## Exercise materials
════════════════
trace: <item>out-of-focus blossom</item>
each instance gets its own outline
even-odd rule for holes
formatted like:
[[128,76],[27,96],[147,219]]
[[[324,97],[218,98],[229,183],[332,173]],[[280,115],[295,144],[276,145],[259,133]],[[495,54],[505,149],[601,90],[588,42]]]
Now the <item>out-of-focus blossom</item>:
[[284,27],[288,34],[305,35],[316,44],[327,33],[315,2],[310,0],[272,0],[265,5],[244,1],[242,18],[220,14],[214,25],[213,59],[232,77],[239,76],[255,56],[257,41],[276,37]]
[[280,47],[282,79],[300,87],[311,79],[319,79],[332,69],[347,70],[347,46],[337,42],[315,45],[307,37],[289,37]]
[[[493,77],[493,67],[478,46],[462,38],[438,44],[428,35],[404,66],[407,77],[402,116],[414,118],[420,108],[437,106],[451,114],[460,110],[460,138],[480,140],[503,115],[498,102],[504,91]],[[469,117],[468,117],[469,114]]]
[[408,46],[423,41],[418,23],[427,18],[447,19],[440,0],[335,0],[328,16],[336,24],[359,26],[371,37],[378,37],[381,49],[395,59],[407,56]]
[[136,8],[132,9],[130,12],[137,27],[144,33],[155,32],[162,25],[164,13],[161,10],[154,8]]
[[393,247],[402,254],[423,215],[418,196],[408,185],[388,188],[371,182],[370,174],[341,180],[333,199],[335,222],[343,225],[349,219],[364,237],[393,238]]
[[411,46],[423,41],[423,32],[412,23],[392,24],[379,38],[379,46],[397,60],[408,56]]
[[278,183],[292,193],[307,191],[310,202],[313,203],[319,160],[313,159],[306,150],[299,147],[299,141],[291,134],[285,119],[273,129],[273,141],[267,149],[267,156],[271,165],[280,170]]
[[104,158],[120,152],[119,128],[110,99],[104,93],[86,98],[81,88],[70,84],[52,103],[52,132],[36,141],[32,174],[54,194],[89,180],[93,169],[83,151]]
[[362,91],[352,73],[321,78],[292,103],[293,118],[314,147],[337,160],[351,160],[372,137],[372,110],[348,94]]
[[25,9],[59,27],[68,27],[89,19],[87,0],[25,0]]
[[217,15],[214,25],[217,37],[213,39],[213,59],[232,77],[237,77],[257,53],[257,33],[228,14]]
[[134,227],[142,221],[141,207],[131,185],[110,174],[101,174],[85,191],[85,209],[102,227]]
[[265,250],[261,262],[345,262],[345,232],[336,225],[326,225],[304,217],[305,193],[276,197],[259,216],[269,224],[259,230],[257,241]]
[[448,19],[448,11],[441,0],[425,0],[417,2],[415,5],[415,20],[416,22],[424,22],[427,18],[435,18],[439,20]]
════════════════
## What to produce
Arrange the lines of the records above as a numbered list, from the first line through the line containing "Now the <item>out-of-focus", including both ends and leaving out any blank lines.

## Result
1. trace: <item>out-of-focus blossom</item>
2. each instance gets its own outline
3. even-odd rule for holes
4. formatted like:
5. [[128,76],[27,96],[147,219]]
6. [[[324,97],[218,98],[229,183],[332,173]],[[280,115],[295,144],[276,145],[259,133]],[[495,54],[505,149],[601,90],[588,42]]]
7. Now the <item>out-of-focus blossom</item>:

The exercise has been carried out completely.